▸ **Your task**:
Please extract every line of the entries below that contains the word "white", copying each line in full.

▸ **The data**:
◇ ◇ ◇

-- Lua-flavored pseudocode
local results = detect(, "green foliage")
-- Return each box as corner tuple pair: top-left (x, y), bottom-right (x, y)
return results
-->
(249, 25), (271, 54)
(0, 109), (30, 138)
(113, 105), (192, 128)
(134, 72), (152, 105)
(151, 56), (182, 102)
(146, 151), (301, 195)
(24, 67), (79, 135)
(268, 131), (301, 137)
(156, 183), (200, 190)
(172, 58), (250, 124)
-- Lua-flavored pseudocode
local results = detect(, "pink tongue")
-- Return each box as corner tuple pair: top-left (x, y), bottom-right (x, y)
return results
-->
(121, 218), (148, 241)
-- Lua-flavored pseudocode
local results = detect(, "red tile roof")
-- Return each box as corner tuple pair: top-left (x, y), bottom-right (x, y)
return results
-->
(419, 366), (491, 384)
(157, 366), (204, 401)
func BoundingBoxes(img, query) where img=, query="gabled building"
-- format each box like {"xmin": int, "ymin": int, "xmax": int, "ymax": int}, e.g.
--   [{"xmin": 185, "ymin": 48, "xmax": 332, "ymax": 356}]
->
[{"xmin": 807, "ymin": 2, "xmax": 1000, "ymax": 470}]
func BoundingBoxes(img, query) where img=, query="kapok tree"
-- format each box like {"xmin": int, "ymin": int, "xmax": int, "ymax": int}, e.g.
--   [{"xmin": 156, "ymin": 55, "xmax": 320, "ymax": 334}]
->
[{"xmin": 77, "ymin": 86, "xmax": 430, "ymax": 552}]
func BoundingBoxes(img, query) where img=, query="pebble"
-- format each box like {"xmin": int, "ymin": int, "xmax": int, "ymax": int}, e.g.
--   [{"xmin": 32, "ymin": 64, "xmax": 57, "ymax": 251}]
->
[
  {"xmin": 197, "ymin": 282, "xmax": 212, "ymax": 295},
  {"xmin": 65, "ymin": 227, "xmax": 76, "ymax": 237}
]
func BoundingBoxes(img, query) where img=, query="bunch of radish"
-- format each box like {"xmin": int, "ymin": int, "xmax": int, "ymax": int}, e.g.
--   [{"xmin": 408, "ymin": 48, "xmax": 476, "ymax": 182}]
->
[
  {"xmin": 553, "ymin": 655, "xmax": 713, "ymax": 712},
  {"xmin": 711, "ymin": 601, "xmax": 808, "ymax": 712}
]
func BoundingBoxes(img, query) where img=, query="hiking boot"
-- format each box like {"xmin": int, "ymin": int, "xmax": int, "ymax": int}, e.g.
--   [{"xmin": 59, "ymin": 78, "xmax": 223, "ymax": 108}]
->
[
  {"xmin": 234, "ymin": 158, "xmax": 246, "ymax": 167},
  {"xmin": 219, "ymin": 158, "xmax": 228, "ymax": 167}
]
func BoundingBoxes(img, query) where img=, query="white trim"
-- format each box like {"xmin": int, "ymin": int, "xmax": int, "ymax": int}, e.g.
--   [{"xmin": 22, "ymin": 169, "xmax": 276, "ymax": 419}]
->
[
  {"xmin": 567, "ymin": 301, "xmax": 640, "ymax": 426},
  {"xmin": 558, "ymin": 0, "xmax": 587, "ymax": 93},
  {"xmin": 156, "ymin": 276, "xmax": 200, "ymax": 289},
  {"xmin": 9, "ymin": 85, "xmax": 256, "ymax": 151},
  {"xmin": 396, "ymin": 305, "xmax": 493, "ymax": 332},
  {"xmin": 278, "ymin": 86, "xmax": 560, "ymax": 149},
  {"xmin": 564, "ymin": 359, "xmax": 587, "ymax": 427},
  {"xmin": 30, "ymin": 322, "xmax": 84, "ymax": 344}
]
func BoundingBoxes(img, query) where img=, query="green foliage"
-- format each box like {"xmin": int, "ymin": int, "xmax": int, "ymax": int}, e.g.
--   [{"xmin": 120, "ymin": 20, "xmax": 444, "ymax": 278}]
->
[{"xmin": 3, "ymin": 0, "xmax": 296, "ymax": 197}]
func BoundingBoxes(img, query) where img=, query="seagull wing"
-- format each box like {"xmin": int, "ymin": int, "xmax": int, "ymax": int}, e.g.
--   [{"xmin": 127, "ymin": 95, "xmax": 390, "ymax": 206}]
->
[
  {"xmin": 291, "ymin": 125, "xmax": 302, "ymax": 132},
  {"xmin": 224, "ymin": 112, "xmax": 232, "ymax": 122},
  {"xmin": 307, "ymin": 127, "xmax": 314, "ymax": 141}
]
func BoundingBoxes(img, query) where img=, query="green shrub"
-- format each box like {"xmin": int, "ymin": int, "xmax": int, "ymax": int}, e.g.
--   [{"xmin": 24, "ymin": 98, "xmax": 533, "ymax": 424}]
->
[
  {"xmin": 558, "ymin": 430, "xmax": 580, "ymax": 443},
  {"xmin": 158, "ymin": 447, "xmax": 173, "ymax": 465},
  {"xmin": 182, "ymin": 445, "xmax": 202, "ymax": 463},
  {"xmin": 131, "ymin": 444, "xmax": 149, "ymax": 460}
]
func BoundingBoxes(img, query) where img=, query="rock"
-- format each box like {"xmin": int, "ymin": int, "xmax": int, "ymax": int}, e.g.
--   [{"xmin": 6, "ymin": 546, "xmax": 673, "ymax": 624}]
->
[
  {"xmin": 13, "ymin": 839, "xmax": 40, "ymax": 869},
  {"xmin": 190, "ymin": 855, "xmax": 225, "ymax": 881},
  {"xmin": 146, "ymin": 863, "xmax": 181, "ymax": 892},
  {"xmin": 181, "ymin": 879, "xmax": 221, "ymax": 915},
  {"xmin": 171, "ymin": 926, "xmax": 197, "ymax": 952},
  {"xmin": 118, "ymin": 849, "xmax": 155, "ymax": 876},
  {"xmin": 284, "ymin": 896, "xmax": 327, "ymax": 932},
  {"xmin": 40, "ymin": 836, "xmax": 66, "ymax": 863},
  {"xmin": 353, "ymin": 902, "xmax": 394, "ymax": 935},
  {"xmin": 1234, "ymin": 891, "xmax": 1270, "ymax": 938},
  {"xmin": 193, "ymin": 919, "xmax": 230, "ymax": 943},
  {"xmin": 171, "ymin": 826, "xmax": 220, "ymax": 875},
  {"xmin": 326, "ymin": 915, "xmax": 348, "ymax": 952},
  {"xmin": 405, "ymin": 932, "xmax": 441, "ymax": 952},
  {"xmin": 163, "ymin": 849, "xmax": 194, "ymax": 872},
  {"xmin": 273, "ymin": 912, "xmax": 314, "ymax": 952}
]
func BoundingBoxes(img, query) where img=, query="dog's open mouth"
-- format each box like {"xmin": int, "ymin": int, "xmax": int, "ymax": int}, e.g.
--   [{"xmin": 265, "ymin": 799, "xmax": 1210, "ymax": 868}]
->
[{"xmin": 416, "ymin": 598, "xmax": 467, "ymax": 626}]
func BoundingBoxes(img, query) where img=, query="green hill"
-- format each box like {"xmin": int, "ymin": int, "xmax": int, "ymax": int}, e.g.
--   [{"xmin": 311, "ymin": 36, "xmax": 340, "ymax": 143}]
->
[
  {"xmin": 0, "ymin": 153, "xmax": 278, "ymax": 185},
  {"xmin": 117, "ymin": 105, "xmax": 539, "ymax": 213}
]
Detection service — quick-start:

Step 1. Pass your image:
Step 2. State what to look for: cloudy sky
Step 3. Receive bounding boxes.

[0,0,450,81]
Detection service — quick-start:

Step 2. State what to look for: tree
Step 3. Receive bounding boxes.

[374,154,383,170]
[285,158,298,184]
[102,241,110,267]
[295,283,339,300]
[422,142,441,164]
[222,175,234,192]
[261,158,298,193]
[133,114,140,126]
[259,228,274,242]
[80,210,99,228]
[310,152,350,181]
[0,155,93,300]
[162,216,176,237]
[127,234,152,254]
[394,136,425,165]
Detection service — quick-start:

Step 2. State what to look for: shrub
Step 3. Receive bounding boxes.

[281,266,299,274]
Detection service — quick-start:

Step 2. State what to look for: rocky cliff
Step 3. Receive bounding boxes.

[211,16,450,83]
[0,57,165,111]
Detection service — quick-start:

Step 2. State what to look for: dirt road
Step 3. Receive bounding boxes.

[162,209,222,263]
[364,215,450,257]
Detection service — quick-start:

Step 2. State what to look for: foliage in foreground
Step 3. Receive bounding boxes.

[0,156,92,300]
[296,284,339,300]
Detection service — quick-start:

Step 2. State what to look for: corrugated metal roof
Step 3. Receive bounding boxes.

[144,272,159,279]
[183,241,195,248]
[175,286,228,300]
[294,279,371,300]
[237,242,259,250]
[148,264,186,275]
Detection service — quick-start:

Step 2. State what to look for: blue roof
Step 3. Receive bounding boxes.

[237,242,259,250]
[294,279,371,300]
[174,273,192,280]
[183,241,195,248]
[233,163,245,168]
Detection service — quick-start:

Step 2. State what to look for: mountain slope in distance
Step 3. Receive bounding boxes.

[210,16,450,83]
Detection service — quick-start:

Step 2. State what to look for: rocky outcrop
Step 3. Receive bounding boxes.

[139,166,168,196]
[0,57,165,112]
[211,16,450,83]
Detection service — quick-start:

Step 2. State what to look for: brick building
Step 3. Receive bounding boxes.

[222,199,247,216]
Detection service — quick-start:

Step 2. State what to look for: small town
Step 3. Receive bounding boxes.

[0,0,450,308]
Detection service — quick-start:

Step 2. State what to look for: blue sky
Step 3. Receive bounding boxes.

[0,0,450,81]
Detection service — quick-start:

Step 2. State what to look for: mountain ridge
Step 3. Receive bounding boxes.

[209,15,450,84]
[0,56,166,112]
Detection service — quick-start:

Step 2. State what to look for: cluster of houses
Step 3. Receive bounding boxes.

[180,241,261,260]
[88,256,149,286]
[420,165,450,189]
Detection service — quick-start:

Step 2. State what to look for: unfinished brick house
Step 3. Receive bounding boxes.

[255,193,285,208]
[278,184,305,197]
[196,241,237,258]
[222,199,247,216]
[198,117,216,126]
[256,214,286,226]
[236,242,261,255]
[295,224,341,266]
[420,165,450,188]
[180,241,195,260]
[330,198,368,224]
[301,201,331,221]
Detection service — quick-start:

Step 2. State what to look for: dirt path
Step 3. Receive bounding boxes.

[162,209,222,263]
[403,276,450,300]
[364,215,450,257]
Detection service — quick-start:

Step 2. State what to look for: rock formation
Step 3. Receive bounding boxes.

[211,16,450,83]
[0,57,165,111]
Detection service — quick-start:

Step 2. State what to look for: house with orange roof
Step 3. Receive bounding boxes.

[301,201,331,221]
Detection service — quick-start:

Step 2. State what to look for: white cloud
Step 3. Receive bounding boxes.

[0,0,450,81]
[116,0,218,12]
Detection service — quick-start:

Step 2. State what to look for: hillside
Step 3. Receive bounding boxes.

◇ ◇ ◇

▸ **Written response**:
func BoundingBoxes(img, query) where img=, query="white trim"
Step 2. State what to look for: white cloud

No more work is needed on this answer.